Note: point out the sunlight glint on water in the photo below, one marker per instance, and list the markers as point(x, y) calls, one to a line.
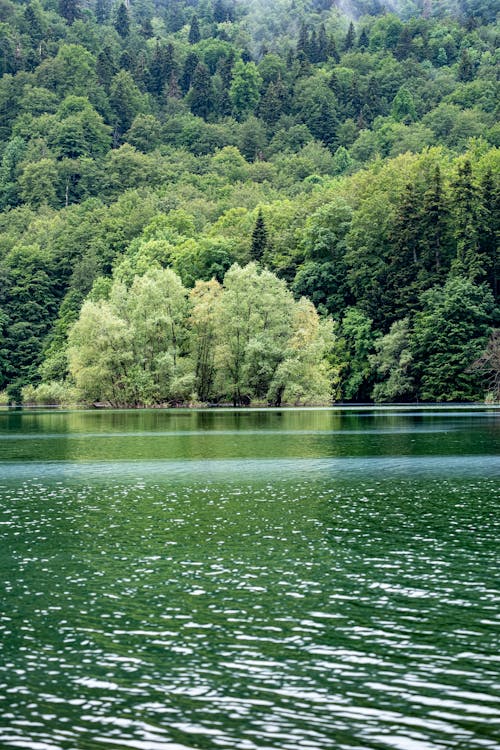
point(252, 580)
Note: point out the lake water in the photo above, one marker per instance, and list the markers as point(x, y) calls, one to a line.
point(253, 580)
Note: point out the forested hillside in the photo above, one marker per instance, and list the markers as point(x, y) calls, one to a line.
point(248, 201)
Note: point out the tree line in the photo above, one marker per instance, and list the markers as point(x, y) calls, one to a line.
point(356, 161)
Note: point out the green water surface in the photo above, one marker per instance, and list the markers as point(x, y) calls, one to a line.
point(253, 580)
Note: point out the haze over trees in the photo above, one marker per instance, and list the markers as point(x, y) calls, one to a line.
point(158, 162)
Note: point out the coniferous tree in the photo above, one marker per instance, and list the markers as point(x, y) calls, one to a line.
point(466, 204)
point(122, 23)
point(332, 50)
point(194, 31)
point(33, 24)
point(201, 95)
point(363, 40)
point(435, 240)
point(490, 230)
point(350, 38)
point(465, 70)
point(161, 68)
point(259, 237)
point(190, 64)
point(303, 40)
point(70, 10)
point(403, 287)
point(322, 45)
point(105, 67)
point(101, 11)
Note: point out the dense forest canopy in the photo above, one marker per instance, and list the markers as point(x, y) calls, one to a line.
point(339, 159)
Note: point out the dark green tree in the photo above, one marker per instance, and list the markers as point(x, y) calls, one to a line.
point(259, 238)
point(190, 64)
point(435, 240)
point(465, 71)
point(450, 334)
point(70, 10)
point(105, 67)
point(122, 22)
point(466, 206)
point(161, 68)
point(101, 11)
point(201, 95)
point(490, 230)
point(194, 31)
point(363, 40)
point(350, 39)
point(33, 24)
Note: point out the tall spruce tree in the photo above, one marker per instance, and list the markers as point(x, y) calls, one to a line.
point(350, 38)
point(70, 10)
point(122, 23)
point(201, 95)
point(259, 237)
point(194, 31)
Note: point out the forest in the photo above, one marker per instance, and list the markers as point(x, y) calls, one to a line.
point(238, 201)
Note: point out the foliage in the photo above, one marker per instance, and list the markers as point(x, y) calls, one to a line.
point(356, 159)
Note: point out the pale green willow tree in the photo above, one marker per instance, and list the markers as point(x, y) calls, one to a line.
point(267, 342)
point(246, 340)
point(132, 349)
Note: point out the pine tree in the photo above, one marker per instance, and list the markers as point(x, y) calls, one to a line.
point(402, 282)
point(161, 68)
point(33, 25)
point(303, 41)
point(70, 10)
point(322, 46)
point(194, 31)
point(274, 102)
point(465, 70)
point(259, 238)
point(363, 40)
point(350, 38)
point(312, 48)
point(101, 11)
point(332, 50)
point(201, 96)
point(466, 209)
point(435, 239)
point(105, 67)
point(404, 45)
point(122, 23)
point(190, 64)
point(490, 227)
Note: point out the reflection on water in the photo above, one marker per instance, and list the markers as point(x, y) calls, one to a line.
point(314, 597)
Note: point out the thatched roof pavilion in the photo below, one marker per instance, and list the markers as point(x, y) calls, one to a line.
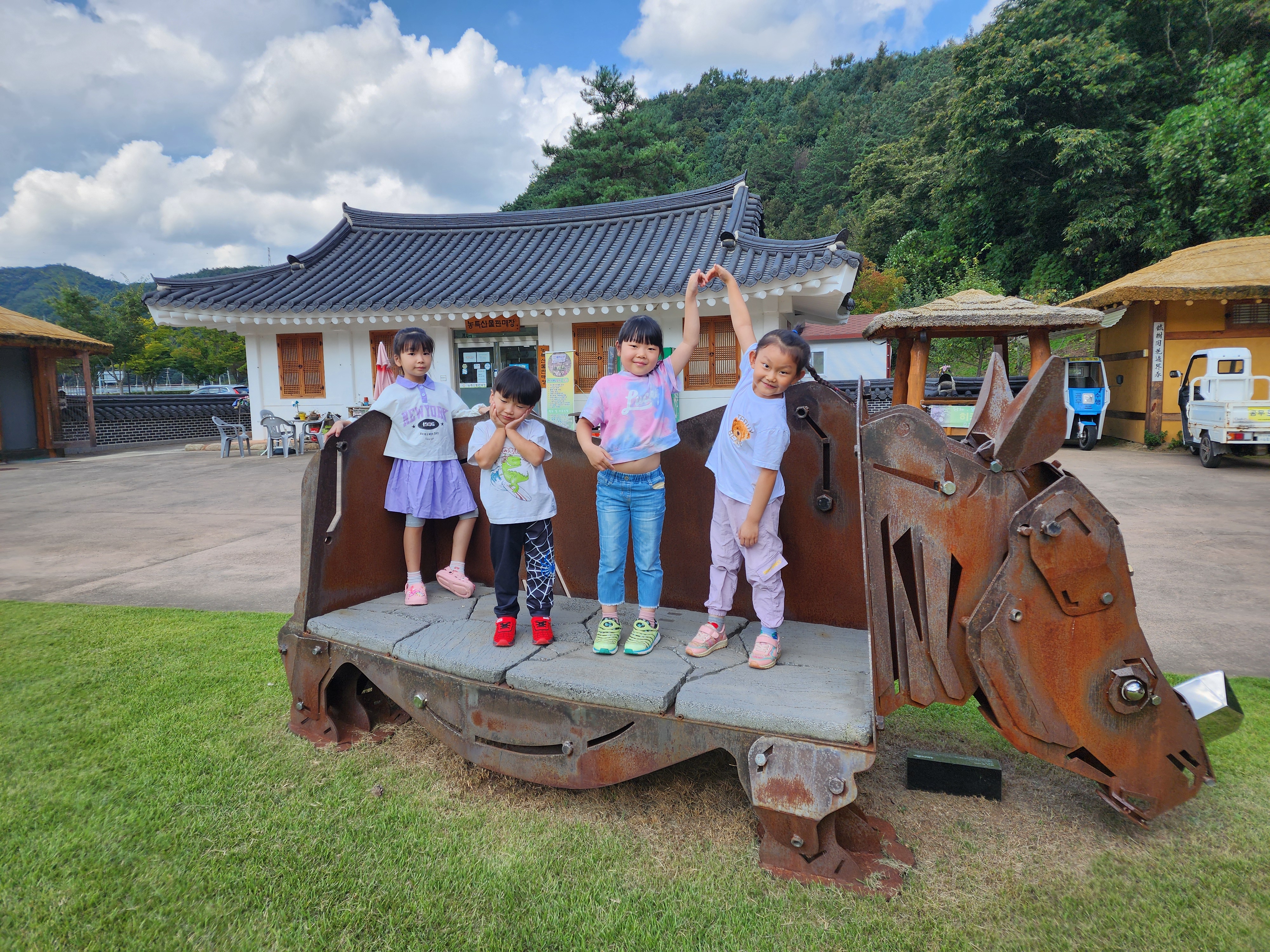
point(971, 314)
point(1238, 268)
point(30, 350)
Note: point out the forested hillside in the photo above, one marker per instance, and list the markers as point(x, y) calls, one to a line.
point(1069, 143)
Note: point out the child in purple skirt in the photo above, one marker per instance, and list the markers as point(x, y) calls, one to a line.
point(427, 479)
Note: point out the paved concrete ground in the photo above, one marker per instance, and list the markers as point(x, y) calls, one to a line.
point(153, 529)
point(195, 531)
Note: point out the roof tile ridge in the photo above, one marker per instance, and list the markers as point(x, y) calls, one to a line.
point(570, 215)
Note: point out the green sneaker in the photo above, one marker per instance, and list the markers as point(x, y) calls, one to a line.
point(645, 638)
point(608, 637)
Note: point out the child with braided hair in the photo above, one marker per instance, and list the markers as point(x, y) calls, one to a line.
point(746, 460)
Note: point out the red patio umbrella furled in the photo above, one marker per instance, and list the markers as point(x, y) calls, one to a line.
point(384, 373)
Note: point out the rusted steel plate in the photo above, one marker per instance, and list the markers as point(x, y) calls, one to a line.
point(1071, 672)
point(363, 559)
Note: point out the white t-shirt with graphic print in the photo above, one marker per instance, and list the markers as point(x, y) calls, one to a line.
point(754, 436)
point(514, 492)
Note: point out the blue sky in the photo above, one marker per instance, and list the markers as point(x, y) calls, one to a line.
point(577, 34)
point(172, 135)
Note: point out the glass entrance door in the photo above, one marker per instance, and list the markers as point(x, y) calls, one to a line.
point(481, 360)
point(477, 369)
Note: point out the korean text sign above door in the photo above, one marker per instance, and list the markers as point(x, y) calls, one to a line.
point(492, 326)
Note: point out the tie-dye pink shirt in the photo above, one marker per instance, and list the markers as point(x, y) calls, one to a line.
point(636, 414)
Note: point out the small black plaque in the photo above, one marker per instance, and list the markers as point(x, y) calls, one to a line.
point(954, 774)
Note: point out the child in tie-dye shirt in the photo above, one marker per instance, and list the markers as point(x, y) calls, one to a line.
point(636, 414)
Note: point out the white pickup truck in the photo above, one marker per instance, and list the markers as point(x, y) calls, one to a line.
point(1220, 413)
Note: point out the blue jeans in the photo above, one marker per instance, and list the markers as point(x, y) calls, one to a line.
point(634, 503)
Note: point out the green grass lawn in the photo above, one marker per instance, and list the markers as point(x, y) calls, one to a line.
point(154, 799)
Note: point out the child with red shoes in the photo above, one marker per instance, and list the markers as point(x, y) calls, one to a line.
point(510, 449)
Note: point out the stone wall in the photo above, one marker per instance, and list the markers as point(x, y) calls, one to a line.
point(149, 420)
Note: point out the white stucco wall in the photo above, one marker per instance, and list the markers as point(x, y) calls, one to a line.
point(848, 360)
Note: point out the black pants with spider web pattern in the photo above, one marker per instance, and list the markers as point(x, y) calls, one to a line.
point(506, 544)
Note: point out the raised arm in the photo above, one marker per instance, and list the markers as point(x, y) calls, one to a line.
point(681, 355)
point(741, 323)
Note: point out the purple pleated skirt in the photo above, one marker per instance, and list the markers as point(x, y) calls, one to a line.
point(429, 489)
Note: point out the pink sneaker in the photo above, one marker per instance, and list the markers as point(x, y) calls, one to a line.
point(457, 582)
point(766, 652)
point(709, 639)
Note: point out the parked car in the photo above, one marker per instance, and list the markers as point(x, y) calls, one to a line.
point(1219, 412)
point(1086, 394)
point(222, 390)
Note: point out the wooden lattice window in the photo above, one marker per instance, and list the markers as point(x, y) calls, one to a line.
point(716, 364)
point(1248, 314)
point(300, 366)
point(591, 343)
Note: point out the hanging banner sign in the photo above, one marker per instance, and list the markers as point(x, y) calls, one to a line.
point(1158, 351)
point(558, 397)
point(492, 326)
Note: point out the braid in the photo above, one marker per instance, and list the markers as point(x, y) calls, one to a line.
point(798, 348)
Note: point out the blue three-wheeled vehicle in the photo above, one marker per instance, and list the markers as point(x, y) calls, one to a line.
point(1086, 397)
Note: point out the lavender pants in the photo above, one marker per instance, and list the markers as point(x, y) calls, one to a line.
point(764, 560)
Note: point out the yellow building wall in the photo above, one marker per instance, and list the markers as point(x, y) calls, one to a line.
point(1201, 317)
point(1131, 333)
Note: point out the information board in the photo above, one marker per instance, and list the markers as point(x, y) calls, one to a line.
point(558, 397)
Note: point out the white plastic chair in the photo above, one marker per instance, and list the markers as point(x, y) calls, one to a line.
point(229, 433)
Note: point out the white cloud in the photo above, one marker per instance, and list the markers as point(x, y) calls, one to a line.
point(676, 41)
point(986, 16)
point(349, 112)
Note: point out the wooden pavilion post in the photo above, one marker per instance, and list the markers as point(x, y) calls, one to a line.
point(88, 399)
point(1038, 343)
point(900, 373)
point(1001, 345)
point(918, 369)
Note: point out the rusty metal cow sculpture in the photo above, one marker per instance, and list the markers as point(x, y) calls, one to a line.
point(966, 569)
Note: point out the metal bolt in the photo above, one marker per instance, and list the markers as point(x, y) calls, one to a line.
point(1133, 691)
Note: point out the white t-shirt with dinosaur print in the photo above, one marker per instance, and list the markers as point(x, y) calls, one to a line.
point(514, 492)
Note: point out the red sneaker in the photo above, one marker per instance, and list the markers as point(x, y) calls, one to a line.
point(505, 633)
point(543, 634)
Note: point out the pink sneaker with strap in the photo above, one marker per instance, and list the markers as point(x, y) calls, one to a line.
point(708, 639)
point(766, 652)
point(457, 582)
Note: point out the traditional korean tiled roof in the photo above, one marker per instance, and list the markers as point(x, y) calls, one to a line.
point(417, 263)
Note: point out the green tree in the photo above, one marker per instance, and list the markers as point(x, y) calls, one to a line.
point(1211, 161)
point(625, 155)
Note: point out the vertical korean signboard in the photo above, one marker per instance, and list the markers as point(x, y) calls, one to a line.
point(1156, 393)
point(558, 397)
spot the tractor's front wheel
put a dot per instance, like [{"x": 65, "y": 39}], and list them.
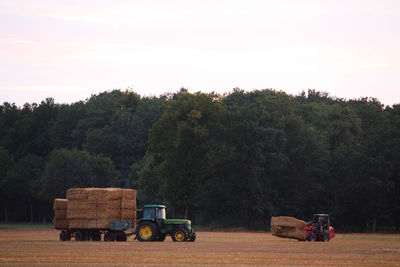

Work to be completed –
Pull every line from the records above that contains the word "black", and copy each one in full.

Written solution –
Note: point out the small black plaque in the photo above, one marker per instance, and list the markers as point(x, y) calls, one to a line.
Note: point out the black pants with spider web pattern in the photo above, one marker per instance, and list the markers as point(x, y) calls, one to a line.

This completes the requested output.